--- begin Given information ---

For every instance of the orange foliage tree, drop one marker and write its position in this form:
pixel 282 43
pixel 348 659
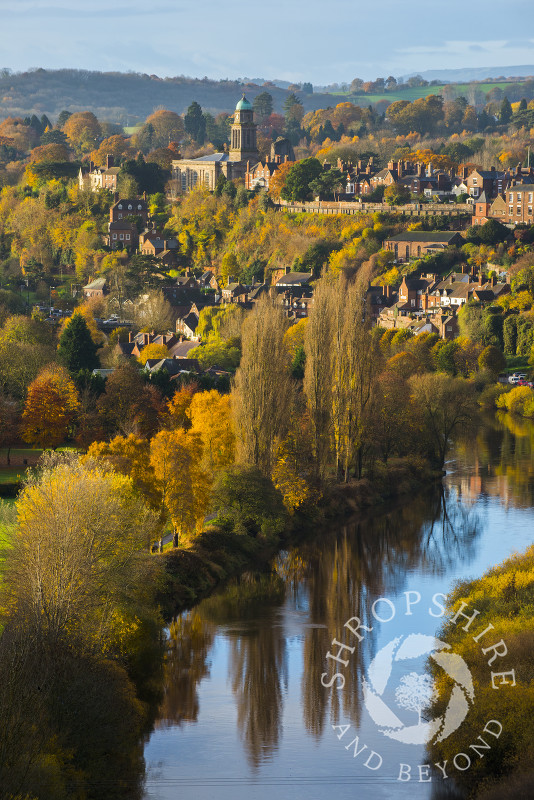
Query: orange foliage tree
pixel 51 407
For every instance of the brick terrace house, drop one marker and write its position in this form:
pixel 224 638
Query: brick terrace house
pixel 413 244
pixel 96 178
pixel 96 288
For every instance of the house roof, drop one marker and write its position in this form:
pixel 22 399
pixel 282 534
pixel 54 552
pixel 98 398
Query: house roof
pixel 522 187
pixel 98 283
pixel 424 236
pixel 294 279
pixel 212 157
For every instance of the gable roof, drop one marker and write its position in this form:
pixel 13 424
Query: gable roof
pixel 425 236
pixel 294 279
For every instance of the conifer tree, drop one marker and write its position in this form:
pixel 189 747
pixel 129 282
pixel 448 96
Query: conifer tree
pixel 76 347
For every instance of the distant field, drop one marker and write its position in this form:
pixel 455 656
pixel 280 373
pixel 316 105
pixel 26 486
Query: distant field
pixel 418 91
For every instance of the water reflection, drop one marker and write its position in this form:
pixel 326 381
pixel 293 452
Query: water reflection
pixel 327 580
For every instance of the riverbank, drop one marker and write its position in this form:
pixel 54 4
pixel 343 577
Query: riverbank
pixel 217 555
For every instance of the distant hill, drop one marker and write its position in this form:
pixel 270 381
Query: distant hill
pixel 474 73
pixel 128 97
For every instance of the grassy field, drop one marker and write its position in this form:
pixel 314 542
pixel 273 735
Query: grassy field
pixel 415 92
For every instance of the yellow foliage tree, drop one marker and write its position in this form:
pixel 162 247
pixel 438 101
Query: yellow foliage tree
pixel 130 455
pixel 175 457
pixel 178 406
pixel 50 408
pixel 211 420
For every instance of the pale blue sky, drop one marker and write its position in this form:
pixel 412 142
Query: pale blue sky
pixel 299 40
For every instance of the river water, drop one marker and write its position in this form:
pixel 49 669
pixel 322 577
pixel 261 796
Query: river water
pixel 245 713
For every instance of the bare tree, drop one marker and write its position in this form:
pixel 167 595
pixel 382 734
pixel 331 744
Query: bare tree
pixel 415 692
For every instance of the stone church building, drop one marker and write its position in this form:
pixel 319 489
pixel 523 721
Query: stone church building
pixel 232 163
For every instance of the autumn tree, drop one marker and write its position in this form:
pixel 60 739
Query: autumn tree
pixel 263 389
pixel 167 127
pixel 211 421
pixel 153 313
pixel 9 420
pixel 130 456
pixel 175 457
pixel 82 130
pixel 178 415
pixel 50 408
pixel 442 404
pixel 76 348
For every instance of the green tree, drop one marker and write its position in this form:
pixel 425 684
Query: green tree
pixel 76 348
pixel 263 106
pixel 492 359
pixel 195 124
pixel 247 500
pixel 505 111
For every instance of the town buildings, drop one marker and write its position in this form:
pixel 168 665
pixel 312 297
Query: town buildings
pixel 232 163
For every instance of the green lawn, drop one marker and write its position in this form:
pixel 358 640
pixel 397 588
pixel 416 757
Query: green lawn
pixel 413 93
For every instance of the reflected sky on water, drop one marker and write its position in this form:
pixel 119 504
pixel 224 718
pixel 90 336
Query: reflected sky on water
pixel 245 714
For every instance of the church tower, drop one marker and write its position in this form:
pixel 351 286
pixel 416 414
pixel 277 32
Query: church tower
pixel 243 146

--- end Given information ---

Rewrite the records starting at the line containing "For every instance of the pale" and ending at the line containing "pixel 299 40", swapping "pale blue sky" for "light blue sky" and leaving everything else unchanged.

For every instance of the light blue sky, drop one marker and write its position in this form:
pixel 412 142
Query: light blue sky
pixel 299 40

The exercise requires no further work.